EXERCISE PROMPT.
The lines from the one containing "Target: woman's ear" through the end of the entries are what to output; reproduce them exactly and add nothing.

--- START ---

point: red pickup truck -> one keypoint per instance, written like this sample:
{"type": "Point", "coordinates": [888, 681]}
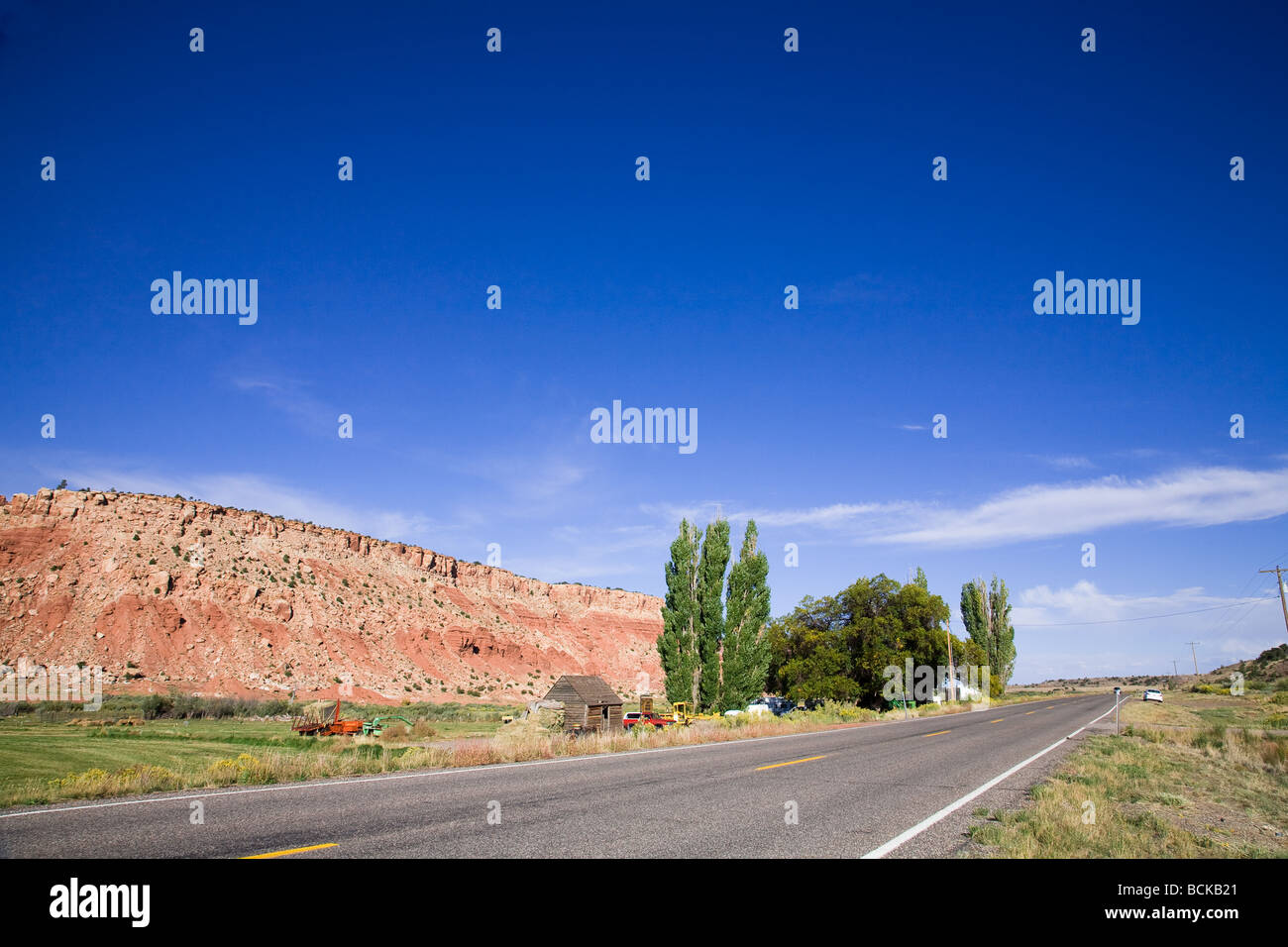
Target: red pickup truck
{"type": "Point", "coordinates": [645, 718]}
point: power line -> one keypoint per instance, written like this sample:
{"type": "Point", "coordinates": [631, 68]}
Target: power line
{"type": "Point", "coordinates": [1144, 617]}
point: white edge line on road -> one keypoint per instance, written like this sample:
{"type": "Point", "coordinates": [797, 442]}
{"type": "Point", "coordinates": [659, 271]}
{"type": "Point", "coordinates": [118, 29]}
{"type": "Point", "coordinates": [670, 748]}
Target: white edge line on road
{"type": "Point", "coordinates": [451, 771]}
{"type": "Point", "coordinates": [949, 809]}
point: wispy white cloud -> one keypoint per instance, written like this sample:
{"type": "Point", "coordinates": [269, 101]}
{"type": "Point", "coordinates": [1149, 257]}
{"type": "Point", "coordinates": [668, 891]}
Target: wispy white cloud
{"type": "Point", "coordinates": [1201, 496]}
{"type": "Point", "coordinates": [1065, 462]}
{"type": "Point", "coordinates": [1194, 496]}
{"type": "Point", "coordinates": [1083, 602]}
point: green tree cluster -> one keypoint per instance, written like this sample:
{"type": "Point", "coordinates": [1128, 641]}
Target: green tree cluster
{"type": "Point", "coordinates": [840, 646]}
{"type": "Point", "coordinates": [987, 615]}
{"type": "Point", "coordinates": [712, 648]}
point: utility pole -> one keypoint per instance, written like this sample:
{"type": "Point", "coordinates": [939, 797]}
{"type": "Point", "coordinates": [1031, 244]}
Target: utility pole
{"type": "Point", "coordinates": [1194, 656]}
{"type": "Point", "coordinates": [1283, 603]}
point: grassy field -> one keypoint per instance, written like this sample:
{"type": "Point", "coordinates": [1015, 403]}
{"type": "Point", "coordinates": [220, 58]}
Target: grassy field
{"type": "Point", "coordinates": [1196, 776]}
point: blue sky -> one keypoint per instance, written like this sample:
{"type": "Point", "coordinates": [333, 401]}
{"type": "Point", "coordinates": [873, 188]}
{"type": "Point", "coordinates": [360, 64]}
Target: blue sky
{"type": "Point", "coordinates": [472, 425]}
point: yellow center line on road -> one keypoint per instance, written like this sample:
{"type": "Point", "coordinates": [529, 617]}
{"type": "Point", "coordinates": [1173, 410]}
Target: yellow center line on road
{"type": "Point", "coordinates": [791, 763]}
{"type": "Point", "coordinates": [291, 851]}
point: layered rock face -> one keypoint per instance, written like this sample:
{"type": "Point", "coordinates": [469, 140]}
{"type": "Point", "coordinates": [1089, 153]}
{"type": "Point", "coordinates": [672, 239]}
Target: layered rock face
{"type": "Point", "coordinates": [167, 592]}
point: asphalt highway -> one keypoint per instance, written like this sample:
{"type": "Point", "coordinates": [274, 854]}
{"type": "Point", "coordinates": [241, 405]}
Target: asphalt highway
{"type": "Point", "coordinates": [848, 792]}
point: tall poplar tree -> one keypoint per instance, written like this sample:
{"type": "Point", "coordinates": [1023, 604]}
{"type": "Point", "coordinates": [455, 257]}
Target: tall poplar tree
{"type": "Point", "coordinates": [711, 569]}
{"type": "Point", "coordinates": [678, 644]}
{"type": "Point", "coordinates": [745, 657]}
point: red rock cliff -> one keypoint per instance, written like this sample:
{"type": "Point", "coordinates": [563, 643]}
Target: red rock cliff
{"type": "Point", "coordinates": [167, 592]}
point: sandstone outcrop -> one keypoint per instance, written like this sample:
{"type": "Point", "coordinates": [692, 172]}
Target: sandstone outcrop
{"type": "Point", "coordinates": [165, 592]}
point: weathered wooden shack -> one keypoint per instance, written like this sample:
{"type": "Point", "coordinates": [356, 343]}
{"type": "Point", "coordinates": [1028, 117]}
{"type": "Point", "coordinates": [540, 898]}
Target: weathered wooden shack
{"type": "Point", "coordinates": [589, 702]}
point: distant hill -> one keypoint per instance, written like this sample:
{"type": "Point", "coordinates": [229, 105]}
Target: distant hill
{"type": "Point", "coordinates": [1263, 672]}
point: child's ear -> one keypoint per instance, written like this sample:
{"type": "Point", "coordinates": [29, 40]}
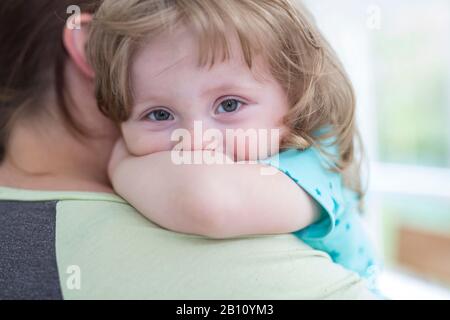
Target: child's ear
{"type": "Point", "coordinates": [75, 37]}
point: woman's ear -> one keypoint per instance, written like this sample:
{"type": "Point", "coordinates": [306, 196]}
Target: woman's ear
{"type": "Point", "coordinates": [75, 38]}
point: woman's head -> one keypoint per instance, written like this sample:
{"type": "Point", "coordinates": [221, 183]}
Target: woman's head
{"type": "Point", "coordinates": [275, 34]}
{"type": "Point", "coordinates": [33, 59]}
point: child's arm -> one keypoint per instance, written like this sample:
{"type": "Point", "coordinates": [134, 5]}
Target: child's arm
{"type": "Point", "coordinates": [218, 201]}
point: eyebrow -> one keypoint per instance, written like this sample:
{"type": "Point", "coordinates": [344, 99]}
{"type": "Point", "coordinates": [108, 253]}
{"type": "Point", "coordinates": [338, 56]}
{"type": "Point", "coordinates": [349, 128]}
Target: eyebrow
{"type": "Point", "coordinates": [221, 87]}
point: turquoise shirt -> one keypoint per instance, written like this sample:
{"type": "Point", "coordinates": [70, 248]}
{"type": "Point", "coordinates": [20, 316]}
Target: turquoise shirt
{"type": "Point", "coordinates": [340, 231]}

--- END ---

YOUR SOLUTION.
Target: woman's ear
{"type": "Point", "coordinates": [75, 38]}
point: woman's head -> one keypoint per instance, written like this sample:
{"type": "Point", "coordinates": [221, 183]}
Target: woman's head
{"type": "Point", "coordinates": [275, 34]}
{"type": "Point", "coordinates": [33, 59]}
point: child's arm -> one keypoint per instance, written like this sample:
{"type": "Point", "coordinates": [134, 5]}
Target: child's arm
{"type": "Point", "coordinates": [218, 201]}
point: eyebrow -> one keypoint per instance, written like this sample:
{"type": "Point", "coordinates": [344, 99]}
{"type": "Point", "coordinates": [108, 253]}
{"type": "Point", "coordinates": [338, 56]}
{"type": "Point", "coordinates": [349, 128]}
Target: eyebrow
{"type": "Point", "coordinates": [221, 87]}
point: turquoise shirt -> one keypoint per instance, written like this sample:
{"type": "Point", "coordinates": [70, 248]}
{"type": "Point", "coordinates": [20, 316]}
Target: turquoise shirt
{"type": "Point", "coordinates": [340, 231]}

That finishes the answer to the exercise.